Required work:
In the listing, from the beginning up to and including the line with "top-left (182, 211), bottom-right (212, 235)", replace "red eye ring" with "orange eye ring" and leave everything else as it is.

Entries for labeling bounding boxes
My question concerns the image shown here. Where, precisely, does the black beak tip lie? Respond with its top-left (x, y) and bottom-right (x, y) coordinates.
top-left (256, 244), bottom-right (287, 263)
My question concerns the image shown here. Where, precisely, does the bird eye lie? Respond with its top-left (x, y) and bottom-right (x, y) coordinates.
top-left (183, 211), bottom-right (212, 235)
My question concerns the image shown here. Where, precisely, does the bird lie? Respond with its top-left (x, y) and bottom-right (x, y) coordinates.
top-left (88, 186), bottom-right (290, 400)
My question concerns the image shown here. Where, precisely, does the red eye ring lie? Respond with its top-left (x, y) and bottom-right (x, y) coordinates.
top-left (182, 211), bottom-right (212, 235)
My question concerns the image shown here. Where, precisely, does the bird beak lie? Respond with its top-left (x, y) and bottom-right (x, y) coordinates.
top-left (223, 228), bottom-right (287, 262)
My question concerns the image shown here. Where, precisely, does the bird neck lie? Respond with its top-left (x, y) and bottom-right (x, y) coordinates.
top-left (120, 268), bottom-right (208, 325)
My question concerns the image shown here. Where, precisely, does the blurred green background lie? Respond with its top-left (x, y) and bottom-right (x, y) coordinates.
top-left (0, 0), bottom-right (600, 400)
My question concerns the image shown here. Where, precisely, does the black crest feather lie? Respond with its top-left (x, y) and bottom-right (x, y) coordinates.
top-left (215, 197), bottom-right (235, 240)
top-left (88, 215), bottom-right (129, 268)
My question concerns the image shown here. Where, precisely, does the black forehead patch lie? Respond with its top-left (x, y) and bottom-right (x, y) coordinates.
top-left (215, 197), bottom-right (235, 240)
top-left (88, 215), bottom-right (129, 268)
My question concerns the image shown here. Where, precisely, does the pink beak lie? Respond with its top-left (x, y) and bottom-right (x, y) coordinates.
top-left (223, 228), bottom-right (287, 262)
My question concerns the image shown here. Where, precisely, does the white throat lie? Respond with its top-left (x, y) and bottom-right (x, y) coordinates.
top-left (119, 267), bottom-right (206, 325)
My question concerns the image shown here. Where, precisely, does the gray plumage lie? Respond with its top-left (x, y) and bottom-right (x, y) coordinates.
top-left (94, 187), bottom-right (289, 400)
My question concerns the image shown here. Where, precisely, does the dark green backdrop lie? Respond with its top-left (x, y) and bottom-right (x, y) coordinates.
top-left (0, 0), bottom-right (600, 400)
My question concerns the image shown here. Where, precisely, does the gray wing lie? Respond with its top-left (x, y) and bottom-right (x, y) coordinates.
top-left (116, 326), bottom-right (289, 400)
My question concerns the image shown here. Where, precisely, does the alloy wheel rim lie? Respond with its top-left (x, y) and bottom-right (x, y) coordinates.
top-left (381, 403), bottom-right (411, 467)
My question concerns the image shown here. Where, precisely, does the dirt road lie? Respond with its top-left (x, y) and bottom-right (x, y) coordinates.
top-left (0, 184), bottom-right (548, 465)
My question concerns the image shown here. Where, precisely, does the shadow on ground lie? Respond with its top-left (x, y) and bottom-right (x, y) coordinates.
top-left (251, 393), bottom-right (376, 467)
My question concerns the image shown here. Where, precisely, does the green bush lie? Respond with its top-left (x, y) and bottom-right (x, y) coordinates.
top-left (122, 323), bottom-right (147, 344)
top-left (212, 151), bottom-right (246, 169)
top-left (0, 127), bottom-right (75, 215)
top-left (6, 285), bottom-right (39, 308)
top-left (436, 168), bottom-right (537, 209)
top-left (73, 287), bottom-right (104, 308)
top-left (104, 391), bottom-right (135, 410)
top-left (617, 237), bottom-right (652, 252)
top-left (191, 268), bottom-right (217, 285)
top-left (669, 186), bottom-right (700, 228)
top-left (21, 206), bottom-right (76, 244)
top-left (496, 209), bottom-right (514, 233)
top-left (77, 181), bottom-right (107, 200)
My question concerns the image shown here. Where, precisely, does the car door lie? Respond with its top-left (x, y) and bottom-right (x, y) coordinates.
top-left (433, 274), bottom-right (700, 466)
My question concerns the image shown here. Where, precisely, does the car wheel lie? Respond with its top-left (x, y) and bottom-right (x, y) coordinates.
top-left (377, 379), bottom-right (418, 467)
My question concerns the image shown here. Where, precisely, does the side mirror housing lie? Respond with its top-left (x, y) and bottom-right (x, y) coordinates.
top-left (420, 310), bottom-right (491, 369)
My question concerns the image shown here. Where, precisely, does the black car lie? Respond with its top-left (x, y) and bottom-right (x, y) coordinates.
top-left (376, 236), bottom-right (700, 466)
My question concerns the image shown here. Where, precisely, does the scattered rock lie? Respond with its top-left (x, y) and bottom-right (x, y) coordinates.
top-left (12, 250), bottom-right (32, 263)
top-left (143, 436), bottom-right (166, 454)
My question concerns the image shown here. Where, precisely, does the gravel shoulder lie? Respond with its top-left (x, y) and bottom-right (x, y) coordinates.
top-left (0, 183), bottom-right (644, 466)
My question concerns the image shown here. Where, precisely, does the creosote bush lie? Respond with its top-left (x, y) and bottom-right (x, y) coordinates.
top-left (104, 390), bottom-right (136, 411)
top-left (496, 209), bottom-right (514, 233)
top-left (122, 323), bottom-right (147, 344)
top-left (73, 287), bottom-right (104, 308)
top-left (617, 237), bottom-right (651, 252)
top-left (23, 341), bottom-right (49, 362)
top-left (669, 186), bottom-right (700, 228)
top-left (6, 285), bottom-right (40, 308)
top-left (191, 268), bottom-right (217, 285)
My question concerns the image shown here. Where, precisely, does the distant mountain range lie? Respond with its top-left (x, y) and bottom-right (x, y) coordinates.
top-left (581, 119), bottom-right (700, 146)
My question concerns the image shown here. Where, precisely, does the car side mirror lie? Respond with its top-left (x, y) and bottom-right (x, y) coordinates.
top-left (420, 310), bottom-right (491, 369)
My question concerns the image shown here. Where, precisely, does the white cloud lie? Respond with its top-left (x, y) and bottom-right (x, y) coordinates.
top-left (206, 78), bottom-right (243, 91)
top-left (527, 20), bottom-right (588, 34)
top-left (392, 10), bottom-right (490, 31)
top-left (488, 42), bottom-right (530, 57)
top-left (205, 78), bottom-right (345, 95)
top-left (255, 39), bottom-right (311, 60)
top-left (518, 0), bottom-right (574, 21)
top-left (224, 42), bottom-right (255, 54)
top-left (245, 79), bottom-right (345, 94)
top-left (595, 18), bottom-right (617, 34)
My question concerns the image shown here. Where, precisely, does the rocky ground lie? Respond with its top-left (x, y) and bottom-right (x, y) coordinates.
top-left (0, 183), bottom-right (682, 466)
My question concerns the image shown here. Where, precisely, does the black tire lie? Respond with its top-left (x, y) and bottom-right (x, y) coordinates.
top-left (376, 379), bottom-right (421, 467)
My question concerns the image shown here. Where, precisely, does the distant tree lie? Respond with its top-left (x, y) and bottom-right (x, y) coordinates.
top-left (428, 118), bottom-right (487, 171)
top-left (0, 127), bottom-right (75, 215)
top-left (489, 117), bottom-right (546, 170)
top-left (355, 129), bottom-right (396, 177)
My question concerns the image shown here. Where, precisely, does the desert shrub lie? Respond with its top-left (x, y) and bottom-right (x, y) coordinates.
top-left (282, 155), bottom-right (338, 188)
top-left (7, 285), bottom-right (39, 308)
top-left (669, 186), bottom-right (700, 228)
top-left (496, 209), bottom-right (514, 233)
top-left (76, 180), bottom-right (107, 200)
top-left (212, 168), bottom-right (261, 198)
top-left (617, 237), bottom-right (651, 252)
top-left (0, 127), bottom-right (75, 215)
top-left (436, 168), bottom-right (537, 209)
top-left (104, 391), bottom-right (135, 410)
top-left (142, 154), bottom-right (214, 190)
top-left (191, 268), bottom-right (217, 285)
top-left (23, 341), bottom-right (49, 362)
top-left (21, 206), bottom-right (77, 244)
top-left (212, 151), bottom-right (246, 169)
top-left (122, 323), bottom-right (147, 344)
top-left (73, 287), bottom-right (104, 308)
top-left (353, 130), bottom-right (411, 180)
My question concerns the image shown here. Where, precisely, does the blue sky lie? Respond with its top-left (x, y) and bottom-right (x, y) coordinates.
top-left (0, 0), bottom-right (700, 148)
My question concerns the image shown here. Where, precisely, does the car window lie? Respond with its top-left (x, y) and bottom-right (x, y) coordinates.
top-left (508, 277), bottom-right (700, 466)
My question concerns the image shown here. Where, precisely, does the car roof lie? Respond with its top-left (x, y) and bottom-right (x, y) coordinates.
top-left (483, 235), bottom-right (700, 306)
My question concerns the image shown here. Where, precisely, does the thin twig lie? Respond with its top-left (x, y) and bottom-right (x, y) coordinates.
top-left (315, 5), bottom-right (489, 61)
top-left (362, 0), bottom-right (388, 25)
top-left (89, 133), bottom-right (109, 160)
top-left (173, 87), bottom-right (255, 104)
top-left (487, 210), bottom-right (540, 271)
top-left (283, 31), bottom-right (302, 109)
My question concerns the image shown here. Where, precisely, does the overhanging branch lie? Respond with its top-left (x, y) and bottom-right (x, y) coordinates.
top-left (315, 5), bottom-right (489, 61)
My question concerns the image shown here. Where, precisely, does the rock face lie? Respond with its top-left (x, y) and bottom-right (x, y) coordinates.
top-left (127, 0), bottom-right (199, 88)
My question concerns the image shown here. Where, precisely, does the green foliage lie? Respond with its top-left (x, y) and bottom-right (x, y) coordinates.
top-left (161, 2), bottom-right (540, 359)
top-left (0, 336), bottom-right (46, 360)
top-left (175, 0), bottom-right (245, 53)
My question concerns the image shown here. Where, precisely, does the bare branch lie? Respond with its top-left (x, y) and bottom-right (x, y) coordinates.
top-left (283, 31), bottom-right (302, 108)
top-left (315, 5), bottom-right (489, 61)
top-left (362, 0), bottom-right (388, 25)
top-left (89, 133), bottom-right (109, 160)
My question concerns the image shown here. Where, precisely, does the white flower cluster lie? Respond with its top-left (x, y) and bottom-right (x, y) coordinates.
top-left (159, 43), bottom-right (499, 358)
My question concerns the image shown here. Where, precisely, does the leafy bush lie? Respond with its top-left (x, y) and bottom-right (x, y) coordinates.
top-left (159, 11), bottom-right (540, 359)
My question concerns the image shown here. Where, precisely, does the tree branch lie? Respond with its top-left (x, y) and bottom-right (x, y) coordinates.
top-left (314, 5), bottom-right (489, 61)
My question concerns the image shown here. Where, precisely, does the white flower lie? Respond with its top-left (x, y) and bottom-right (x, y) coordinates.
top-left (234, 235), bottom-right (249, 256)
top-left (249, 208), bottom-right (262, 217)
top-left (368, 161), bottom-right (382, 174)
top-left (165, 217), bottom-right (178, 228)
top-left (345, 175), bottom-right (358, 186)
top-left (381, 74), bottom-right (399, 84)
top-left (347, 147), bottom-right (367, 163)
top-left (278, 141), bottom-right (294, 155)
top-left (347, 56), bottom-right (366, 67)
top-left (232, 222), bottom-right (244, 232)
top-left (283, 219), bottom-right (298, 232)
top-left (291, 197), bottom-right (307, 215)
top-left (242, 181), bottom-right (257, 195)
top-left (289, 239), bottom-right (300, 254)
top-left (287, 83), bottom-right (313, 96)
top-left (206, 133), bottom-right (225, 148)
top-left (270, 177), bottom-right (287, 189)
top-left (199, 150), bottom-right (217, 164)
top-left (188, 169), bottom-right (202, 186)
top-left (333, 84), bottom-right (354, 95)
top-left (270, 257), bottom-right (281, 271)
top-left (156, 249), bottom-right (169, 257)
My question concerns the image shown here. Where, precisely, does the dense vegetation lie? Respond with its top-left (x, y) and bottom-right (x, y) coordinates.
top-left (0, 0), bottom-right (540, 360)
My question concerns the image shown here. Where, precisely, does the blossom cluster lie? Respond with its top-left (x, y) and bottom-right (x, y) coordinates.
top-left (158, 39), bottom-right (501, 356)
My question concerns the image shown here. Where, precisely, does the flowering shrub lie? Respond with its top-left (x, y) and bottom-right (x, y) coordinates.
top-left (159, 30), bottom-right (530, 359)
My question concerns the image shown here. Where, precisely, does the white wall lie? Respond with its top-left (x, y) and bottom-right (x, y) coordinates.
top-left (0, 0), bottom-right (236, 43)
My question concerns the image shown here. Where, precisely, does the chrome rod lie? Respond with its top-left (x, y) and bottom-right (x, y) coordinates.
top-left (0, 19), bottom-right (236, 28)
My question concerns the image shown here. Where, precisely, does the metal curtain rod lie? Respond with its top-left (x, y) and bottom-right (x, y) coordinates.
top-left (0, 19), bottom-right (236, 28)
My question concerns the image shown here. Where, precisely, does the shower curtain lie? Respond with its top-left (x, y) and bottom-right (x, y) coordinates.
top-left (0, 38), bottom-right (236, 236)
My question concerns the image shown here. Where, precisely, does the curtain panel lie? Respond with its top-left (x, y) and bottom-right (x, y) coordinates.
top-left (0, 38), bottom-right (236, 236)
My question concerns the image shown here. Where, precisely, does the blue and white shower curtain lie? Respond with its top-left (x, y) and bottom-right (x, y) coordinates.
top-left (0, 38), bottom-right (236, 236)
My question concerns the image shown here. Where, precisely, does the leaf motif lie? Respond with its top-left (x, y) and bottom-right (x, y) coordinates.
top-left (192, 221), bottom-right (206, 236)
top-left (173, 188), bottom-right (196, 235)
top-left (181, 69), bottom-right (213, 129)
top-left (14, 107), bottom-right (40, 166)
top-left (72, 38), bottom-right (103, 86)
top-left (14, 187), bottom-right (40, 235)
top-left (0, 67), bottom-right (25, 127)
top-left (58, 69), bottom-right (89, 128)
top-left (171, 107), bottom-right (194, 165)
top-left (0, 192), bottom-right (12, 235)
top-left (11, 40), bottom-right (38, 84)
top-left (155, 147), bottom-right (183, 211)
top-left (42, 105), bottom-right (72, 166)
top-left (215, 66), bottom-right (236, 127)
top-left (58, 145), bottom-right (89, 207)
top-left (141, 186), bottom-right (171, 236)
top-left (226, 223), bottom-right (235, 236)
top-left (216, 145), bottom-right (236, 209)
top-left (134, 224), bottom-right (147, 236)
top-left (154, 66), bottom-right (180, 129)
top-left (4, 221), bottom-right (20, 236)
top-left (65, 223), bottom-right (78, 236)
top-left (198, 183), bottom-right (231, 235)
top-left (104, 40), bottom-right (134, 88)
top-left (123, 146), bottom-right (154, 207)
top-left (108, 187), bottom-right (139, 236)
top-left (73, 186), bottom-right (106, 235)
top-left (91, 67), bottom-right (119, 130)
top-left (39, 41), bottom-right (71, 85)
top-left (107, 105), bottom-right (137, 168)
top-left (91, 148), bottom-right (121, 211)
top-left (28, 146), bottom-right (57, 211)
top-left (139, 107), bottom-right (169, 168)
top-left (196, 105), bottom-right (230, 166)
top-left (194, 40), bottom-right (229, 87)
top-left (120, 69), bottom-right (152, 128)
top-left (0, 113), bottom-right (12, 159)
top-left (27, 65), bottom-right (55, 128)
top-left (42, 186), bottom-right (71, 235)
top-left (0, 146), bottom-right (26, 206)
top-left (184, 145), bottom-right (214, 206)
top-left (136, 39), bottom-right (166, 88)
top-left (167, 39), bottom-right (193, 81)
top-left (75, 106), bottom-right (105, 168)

Completed exercise:
My question concerns the image shown here. Where, precisely, does the black beak tip lie? Respond with its top-left (x, y) and bottom-right (x, y) coordinates.
top-left (256, 244), bottom-right (287, 263)
My question concerns the image shown here. Where, precisely, does the bird eye lie? Respond with its top-left (x, y) and bottom-right (x, y) coordinates.
top-left (183, 211), bottom-right (212, 235)
My question concerns the image shown here. Where, precisely, does the bird lie? Respond with its top-left (x, y) and bottom-right (x, y) coordinates.
top-left (88, 186), bottom-right (290, 400)
My question concerns the image shown here. Where, precisely, does the orange eye ring lie? Respond with its top-left (x, y) and bottom-right (x, y) coordinates.
top-left (182, 211), bottom-right (212, 235)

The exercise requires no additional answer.